■ **WHAT YOU ARE ASKED TO DO**
Copy out the listing that follows, exactly, without its pictures.

■ **DATASET**
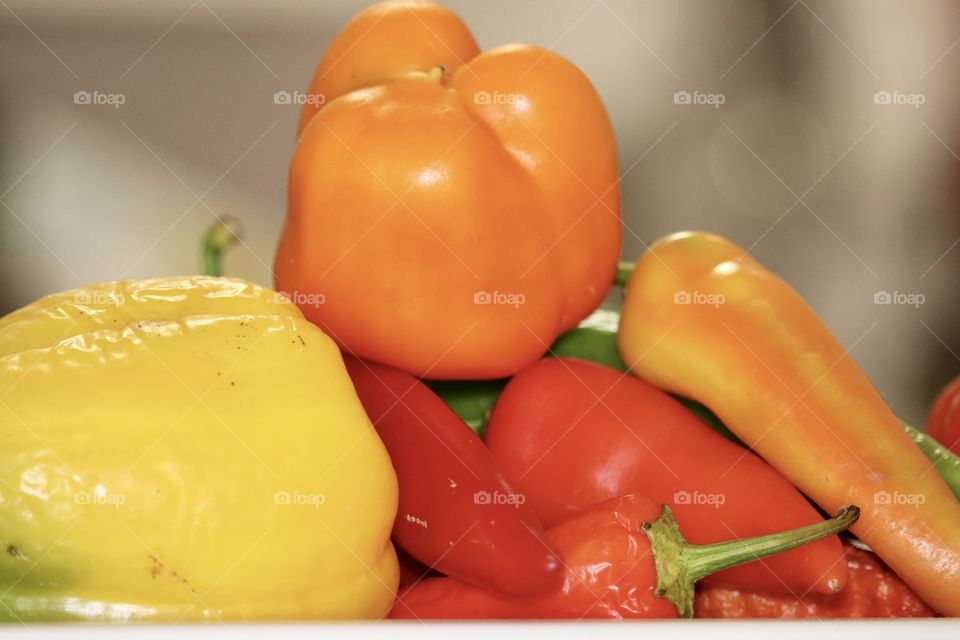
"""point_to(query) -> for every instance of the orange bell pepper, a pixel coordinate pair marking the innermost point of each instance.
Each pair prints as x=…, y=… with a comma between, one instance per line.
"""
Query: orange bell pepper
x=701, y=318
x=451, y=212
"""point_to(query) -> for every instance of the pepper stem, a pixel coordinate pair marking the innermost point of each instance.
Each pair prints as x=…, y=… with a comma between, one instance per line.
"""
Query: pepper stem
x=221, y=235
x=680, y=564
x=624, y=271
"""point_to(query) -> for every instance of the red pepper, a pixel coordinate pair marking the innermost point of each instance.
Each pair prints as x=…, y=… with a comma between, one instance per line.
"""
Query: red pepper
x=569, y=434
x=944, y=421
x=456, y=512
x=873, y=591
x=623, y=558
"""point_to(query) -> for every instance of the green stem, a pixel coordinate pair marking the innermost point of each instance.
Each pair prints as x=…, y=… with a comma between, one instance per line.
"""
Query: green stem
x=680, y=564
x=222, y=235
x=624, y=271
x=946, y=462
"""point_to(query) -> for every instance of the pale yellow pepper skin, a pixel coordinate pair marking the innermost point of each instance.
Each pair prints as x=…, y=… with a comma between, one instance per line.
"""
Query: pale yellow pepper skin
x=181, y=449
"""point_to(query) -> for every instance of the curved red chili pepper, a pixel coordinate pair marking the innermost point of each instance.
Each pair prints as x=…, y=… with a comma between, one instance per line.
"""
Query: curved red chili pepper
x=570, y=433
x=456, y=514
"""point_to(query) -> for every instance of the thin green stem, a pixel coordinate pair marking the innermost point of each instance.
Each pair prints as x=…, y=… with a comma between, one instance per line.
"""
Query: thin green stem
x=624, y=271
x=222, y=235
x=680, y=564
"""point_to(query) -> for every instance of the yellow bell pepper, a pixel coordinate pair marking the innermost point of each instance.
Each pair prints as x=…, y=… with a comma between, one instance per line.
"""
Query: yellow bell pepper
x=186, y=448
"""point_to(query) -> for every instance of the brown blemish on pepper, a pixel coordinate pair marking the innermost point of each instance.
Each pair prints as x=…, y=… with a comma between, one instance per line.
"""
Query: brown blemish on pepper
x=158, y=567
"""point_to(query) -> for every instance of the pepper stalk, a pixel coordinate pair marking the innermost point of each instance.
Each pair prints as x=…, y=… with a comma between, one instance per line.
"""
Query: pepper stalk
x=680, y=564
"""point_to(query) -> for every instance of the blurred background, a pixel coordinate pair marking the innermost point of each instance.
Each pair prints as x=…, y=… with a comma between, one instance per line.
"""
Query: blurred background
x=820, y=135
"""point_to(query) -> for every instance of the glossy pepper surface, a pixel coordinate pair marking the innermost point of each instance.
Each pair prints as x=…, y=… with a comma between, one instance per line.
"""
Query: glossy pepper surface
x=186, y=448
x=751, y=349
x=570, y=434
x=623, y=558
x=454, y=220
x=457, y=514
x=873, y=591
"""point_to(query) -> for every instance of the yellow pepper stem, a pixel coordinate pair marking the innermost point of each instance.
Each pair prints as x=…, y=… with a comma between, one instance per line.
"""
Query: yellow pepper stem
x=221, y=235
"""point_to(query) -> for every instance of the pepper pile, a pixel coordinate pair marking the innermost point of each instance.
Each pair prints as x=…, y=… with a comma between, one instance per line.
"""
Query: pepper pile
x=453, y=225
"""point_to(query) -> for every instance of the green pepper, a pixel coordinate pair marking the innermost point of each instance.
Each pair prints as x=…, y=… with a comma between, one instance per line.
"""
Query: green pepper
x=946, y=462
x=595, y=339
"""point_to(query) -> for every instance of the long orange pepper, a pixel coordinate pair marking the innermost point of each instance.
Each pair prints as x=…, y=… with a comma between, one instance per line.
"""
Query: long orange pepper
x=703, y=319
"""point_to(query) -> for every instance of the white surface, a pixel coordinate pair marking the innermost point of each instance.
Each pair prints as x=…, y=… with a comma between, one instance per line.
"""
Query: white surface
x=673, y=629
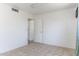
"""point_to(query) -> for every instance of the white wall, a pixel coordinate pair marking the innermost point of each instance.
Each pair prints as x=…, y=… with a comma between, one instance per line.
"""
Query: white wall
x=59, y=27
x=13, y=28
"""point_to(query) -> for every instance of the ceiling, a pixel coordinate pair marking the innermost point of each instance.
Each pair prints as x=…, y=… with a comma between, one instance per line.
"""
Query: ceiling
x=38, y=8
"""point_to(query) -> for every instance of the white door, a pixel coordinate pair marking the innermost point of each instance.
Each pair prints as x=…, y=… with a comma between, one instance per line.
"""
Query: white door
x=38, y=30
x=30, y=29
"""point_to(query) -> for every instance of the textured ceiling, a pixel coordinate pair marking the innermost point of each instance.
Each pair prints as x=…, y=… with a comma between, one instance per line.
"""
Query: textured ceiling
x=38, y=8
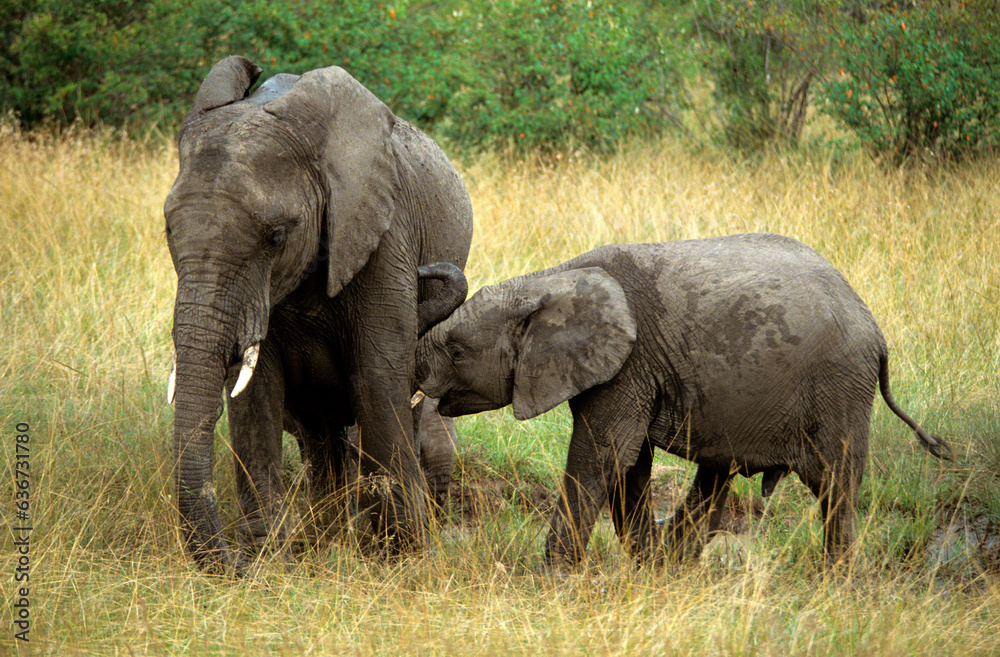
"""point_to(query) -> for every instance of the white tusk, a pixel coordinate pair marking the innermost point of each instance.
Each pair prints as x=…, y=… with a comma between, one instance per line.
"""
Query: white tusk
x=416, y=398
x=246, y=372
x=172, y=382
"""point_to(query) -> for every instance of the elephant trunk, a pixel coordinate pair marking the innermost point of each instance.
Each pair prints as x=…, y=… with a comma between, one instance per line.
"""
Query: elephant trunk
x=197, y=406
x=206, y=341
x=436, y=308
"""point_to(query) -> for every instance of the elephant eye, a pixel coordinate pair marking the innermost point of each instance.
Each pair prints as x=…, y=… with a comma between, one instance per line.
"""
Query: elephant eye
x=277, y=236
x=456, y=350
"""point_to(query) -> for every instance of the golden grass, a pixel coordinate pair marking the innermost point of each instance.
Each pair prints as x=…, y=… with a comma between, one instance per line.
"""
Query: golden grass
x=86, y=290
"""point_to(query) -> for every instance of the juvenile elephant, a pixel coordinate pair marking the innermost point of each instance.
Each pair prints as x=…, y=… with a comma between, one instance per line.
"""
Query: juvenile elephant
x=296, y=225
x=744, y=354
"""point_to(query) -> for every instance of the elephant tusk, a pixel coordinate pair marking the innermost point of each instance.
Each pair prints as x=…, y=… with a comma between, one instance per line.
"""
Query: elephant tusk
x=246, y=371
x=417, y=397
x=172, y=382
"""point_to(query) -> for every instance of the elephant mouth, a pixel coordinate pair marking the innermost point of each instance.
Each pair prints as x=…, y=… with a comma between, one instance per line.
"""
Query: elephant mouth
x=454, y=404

■ **OUTPUT BELOW**
"""point_to(query) -> for every instance of the orange bell pepper, a pixel coordinate pair marking the innermost point of each instance.
Each pair prints as x=…, y=… with a comma between, one instance per line.
"""
Query: orange bell pepper
x=701, y=318
x=451, y=212
"""point_to(query) -> for every instance of the pepper stem, a pixel coordinate pair marking the innermost point of each instance.
Each pair prints as x=…, y=… with a comma between, one instance per line.
"""
Query: pepper stem
x=221, y=235
x=680, y=564
x=624, y=271
"""point_to(query) -> for every instance of the red pepper, a pixel coordinate pair marking the innermost point of each instance.
Each pair prints as x=…, y=… with a comma between, one instance per line.
"""
Query: red pepper
x=569, y=434
x=944, y=421
x=456, y=512
x=873, y=591
x=623, y=558
"""point_to(query) -> for every instance of the green stem, a pixel coordinate pair marking the innermost point of each instance.
Each pair prints as x=…, y=… with a comma between, one instance per line.
"""
Query: green stem
x=680, y=564
x=222, y=235
x=624, y=271
x=946, y=462
"""point_to(query) -> for every instance of the pale yellow pepper skin, a pixel coordinate pair marking the innermost point of each instance.
Each pair prints as x=…, y=… with a comma between, one instance per line.
"""
Query: pale yellow pepper skin
x=181, y=449
"""point_to(query) -> for every instance of the curved red chili pepper, a pixel coordinate pair marking the innermost point of each instance.
Each pair prints as x=…, y=… with a comma between, one instance per line.
"""
Query: curved red chili pepper
x=570, y=433
x=456, y=514
"""point_to(query) -> for every instance of the thin green stem, a pixel coordinate pair marking the innermost point of each instance.
Each pair prints as x=…, y=… with a comma between, one instance per line.
"""
Query: thin green stem
x=624, y=271
x=222, y=235
x=680, y=564
"""point_to(query) -> for every instance of the yellow bell pepper, a pixel coordinate pair marking the innermost point of each instance.
Each pair prints as x=…, y=… with a comma between, one instance per line.
"""
Query: yellow bell pepper
x=186, y=448
"""point_to(query) -> for every instance of the brown blemish on pepper, a pixel coordinate pair marking the innermost point of each instance.
Each pair prints as x=…, y=… with a comma between, one instance per line.
"""
Query: brown blemish on pepper
x=158, y=567
"""point_to(query) -> for every instance of the pepper stalk, a pixel coordinate pair marking the innermost point of each instance.
Each pair prints as x=…, y=… with a comma between, one instance per line.
"""
Query: pepper stalk
x=680, y=564
"""point_to(query) -> for every instance of the blurred background, a pixel coordinate pair marking the innermost point of each instance.
Each pair prints as x=…, y=… with a comma between, one instance per line.
"""
Query: blurred background
x=820, y=135
"""point_to(query) -> for every instance of the glossy pepper surface, a pixel coordinate pair marking the innermost point of each instance.
Each pair prints as x=…, y=… with a comma between, one instance per line.
"""
Query: glossy pepper surface
x=186, y=448
x=751, y=349
x=570, y=434
x=623, y=558
x=454, y=220
x=457, y=514
x=873, y=591
"""point_to(query) -> for every instance of the yellow pepper stem, a pixel coordinate pair marking the innermost point of each instance.
Each pair prints as x=…, y=… with a comma between, one instance per line.
"""
Query: yellow pepper stem
x=221, y=235
"""point_to(query) -> for every instance of the pepper pile, a pixel coordinate pair marking the innermost point of each instance.
Each pair prints as x=…, y=… with a comma between, one instance per line.
"""
Query: pepper pile
x=453, y=225
"""point_to(query) -> for every instance of the green pepper, a pixel coordinate pair marking the innermost point of each instance.
Each pair prints as x=…, y=… with a comma between, one instance per line.
"""
Query: green pepper
x=946, y=462
x=595, y=339
"""point_to(query) -> for every instance of the long orange pepper, a pixel coordinate pair marking the innermost point of each instance.
Each pair prints as x=…, y=… with a comma between, one instance per line.
"""
Query: long orange pepper
x=703, y=319
"""point_to(query) -> for every instance of the white surface, a pixel coordinate pair marking the innermost point of each instance.
Each pair prints as x=…, y=… with a comma between, one instance per line.
"""
Query: white surface
x=673, y=629
"""point_to(query) -> for every instance of the white wall, a pixel coordinate pair marking the innermost point of each instance.
Each pair prints as x=…, y=… with a comma between, one instance per line.
"""
Query: white wall
x=59, y=27
x=13, y=28
"""point_to(query) -> for every instance of the ceiling, a pixel coordinate pair marking the innermost point of each instance.
Each pair prints as x=…, y=… with a comma between, one instance per line.
"""
Query: ceiling
x=38, y=8
"""point_to(query) -> for every instance of the white door, a pixel coordinate pair marking the innermost point of each instance.
Each pair prints as x=…, y=… with a comma between, one instance per line.
"""
Query: white door
x=38, y=30
x=30, y=29
"""point_to(query) -> for every instance of the textured ceiling, a pixel coordinate pair marking the innermost point of each instance.
Each pair prints as x=…, y=… with a comma between, one instance per line.
"""
Query: textured ceiling
x=38, y=8
"""point_to(query) -> for every instance of the white tusk, a pixel coordinate pair marking the innermost point of each instance.
Each pair prints as x=…, y=… with a comma between, one instance per line.
"""
Query: white tusk
x=416, y=398
x=246, y=372
x=172, y=382
"""point_to(query) -> for every instance of the elephant trunk, a pixel coordinate pair marking the innermost point of each instance.
Each pair prints as x=…, y=… with a comma between, one instance per line.
"""
Query: elephant trunk
x=197, y=406
x=206, y=341
x=436, y=308
"""point_to(query) -> for every instance of the elephant eye, a pixel coordinate pair marking the innermost point of each instance.
Each pair prints as x=…, y=… with a comma between, one instance per line.
"""
Query: elephant eye
x=277, y=236
x=456, y=350
"""point_to(query) -> for every instance of the golden grass, a pixel coordinate pair marking the innermost point of each instance.
Each pair prints as x=…, y=… with a comma between, one instance per line.
"""
Query: golden grass
x=86, y=290
"""point_to(query) -> for every instance of the juvenile elephant, a pixel coordinate pair marking the innermost point of each instance.
Each pair prints as x=…, y=… with a comma between, one instance per line.
"""
Query: juvenile elephant
x=296, y=225
x=744, y=354
"""point_to(query) -> for every instance of the elephant tusk, a pixel coordinate pair marking the innermost point of each instance.
Each pair prints as x=…, y=… with a comma between, one instance per line.
"""
Query: elephant tusk
x=246, y=371
x=417, y=397
x=172, y=382
"""point_to(query) -> for every instance of the elephant mouth, a pixel coordinate pair marking the innermost point of each instance.
Each pair prints as x=…, y=… with a comma between, one instance per line.
"""
Query: elephant mouth
x=454, y=404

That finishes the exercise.